--- TASK INSTRUCTIONS ---
1 - According to the passage on Florida abortion politics, in what year did the Florida Supreme Court find that the right to an abortion was protected in the state constitution?
2 - For each statement below, say whether it agrees with the passage on Florida abortion politics, and quote the words that decide it. (a) Florida's 15-week ban went into effect in July 2022. (b) The earlier bill to ban abortions past 20 weeks passed the state legislature. (c) Before the 15-week ban, abortions were allowed in Florida up to 24 weeks of pregnancy.
3 - Repeat the passage on Florida abortion politics from "Poll after poll" up to and including "had been allowed.", with no changes.

--- PROVIDED PASSAGE ---
━━━━━━━━━━━━━━━━

Though decades in the making, Roe’s undoing in June 2022 caught many abortion opponents by surprise—particularly elected Republican officials who had long campaigned on outlawing the procedure as early as possible. Abortion bans were and remain unpopular with the vast majority of American voters, including in Florida. But restrictions have historically been a way to maintain favor with influential hardline groups. Conservative-led statehouses could pass laws restricting abortion, assuming they would be blocked under Roe and lawmakers would never face any actual consequences.

After Roe, passing an abortion ban meant dealing with the human toll. In Florida, a once-purple state tilting red, that tension was even more potent. In the months before Roe’s overturn, the GOP-run state legislature, urged on by ultra-conservative governor Ron DeSantis, had passed a 15-week abortion ban. The law couldn’t take effect as long as Roe was intact—it posed a clear violation of the federal abortion protection—but functioned instead as a contingency plan, an indication of how Florida would restrict access if and when Roe fell.

Poll after poll showed most Floridians opposed further abortion limits. A year before, when Republican state legislators had attempted to ban abortions for anyone past 20 weeks, the bill could not even get out of committee. The right to an abortion was supposed to be sacrosanct in Florida—in 1989, the state’s Supreme Court found that it was protected in their constitution. Until the 15-week ban, which went into effect in July 2022 after the Dobbs decision left abortion restriction to the states, abortions for people up to 24 weeks of pregnancy had been allowed.

━━━━━━━━━━━━━━━━

--- EXTRACTED INFORMATION ---
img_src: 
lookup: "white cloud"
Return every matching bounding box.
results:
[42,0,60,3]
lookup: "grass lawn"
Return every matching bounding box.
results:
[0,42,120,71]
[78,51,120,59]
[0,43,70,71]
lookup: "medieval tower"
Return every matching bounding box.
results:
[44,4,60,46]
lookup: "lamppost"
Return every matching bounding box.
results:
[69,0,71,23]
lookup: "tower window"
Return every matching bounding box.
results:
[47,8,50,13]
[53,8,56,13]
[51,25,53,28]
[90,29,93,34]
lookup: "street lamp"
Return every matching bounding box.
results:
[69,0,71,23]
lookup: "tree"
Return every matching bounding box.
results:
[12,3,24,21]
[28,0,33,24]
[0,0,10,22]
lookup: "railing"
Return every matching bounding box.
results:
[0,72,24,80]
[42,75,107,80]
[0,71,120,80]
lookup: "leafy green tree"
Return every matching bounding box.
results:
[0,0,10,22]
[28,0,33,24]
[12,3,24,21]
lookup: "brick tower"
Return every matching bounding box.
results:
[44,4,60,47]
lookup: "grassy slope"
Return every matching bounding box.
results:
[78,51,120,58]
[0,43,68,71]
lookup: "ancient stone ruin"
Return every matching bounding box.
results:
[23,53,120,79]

━━━━━━━━━━━━━━━━

--- ANSWERS TO THE PROBLEMS ---
1 - 1989

2 -
(a) Yes: "which went into effect in July 2022 after the Dobbs decision left abortion restriction to the states"
(b) No: "the bill could not even get out of committee"
(c) Yes: "abortions for people up to 24 weeks of pregnancy had been allowed"

3 -
Poll after poll showed most Floridians opposed further abortion limits. A year before, when Republican state legislators had attempted to ban abortions for anyone past 20 weeks, the bill could not even get out of committee. The right to an abortion was supposed to be sacrosanct in Florida—in 1989, the state’s Supreme Court found that it was protected in their constitution. Until the 15-week ban, which went into effect in July 2022 after the Dobbs decision left abortion restriction to the states, abortions for people up to 24 weeks of pregnancy had been allowed.